* [Required tasks]:
[1] From the passage on making pizza at home, copy the text starting at "Now, since we" and ending at "grill-free chez Menu.".
[2] In the passage on making pizza at home, which words does the writer use to describe grilling pizza outdoors, in the sentence that also mentions its crust? List all of them except the ones describing the crust itself.

Now, since we all don’t have the luxury of pulling a Gwyenth Paltrow and building a wood-burning pizza oven in our backyard, the rest of us have to get creative – and resourceful. My absolute fave method for preparing pizza at home is outdoors, as nature intended, on a hot grill. It’s fast, messy and festive, and produces a crispy, superior crust in a flash. Sadly, being an apartment dweller creates an added obstacle in my pizza-making-experimentation. I’m sadly grill-free chez Menu.

Moreover, my kitchen is quite free of any form of ventilation. Anytime I turn the oven on over 400 degrees results in a low level of smoke and a high level of noise from my too-sensitive-but-fully-operational smoke alarms. (Side note: do I really need four smoke alarms in a less-than-900-square-feet apartment?) When performing your own, personal pizza-making research, the first thing that professional pizza-makers will drill in your brain is that you must, must, must crank your oven up to the highest degree possible. And use a pizza stone. After borrowing Mother Menu’s pizza stone for a test run, my beloved smoke alarms had a fit. Apparently, the oils absorbed by the stone do not interact well with my particular brand of kitchen.

* [Stored data]:
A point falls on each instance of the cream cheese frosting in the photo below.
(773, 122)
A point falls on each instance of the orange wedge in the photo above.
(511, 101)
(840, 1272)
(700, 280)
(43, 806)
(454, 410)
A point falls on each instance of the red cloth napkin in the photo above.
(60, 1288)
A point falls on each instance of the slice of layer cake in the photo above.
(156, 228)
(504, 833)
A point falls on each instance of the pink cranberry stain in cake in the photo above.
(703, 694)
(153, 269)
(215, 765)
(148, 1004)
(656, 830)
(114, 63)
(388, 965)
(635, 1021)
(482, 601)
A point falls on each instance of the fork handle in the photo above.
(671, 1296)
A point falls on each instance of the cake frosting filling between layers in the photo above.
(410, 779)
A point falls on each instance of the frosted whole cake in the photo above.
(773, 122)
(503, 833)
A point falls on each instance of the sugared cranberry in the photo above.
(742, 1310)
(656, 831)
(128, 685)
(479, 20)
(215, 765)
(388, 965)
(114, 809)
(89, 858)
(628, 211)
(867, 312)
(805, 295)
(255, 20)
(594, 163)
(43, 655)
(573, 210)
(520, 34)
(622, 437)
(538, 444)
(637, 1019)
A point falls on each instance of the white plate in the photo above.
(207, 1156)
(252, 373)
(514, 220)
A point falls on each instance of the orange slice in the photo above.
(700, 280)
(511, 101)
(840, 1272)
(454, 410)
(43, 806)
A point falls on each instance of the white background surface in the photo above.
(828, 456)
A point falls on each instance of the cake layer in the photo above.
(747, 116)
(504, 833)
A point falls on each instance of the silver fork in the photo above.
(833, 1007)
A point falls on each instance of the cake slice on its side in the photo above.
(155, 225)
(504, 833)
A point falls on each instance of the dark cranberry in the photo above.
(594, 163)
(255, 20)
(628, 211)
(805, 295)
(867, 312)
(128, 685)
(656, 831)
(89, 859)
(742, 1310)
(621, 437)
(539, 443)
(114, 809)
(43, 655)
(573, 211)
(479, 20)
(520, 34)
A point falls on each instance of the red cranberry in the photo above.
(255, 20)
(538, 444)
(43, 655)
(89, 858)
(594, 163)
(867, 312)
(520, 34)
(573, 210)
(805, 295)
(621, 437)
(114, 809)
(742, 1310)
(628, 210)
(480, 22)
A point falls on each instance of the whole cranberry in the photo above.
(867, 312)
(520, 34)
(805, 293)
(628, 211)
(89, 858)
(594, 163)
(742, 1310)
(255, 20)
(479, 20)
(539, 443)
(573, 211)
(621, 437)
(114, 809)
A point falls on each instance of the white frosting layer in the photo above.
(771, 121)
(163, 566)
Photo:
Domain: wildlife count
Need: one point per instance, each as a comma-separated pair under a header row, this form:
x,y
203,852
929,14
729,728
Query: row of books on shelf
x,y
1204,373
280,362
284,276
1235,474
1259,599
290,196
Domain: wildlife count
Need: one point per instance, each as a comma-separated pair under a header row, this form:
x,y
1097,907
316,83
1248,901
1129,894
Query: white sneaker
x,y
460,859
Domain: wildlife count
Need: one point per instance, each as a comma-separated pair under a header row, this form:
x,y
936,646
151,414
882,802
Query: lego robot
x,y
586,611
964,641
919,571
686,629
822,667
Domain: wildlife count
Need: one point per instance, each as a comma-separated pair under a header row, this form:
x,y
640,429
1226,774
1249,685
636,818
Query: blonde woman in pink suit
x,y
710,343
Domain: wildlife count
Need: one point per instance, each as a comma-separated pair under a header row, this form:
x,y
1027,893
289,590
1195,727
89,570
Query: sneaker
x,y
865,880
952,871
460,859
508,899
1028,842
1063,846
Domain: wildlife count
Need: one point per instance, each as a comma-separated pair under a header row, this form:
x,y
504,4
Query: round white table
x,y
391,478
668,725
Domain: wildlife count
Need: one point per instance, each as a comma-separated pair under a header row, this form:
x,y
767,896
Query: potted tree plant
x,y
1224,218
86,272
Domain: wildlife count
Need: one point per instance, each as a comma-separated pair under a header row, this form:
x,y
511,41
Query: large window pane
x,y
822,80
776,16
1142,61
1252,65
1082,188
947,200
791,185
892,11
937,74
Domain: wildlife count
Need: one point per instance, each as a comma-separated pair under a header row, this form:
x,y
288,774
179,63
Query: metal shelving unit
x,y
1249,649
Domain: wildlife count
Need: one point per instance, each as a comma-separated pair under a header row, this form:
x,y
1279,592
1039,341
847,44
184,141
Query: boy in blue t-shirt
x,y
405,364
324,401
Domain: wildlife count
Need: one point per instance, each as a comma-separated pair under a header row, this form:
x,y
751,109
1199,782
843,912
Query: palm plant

* [Responses by task]:
[1]
Now, since we all don’t have the luxury of pulling a Gwyenth Paltrow and building a wood-burning pizza oven in our backyard, the rest of us have to get creative – and resourceful. My absolute fave method for preparing pizza at home is outdoors, as nature intended, on a hot grill. It’s fast, messy and festive, and produces a crispy, superior crust in a flash. Sadly, being an apartment dweller creates an added obstacle in my pizza-making-experimentation. I’m sadly grill-free chez Menu.

[2] fast, messy, festive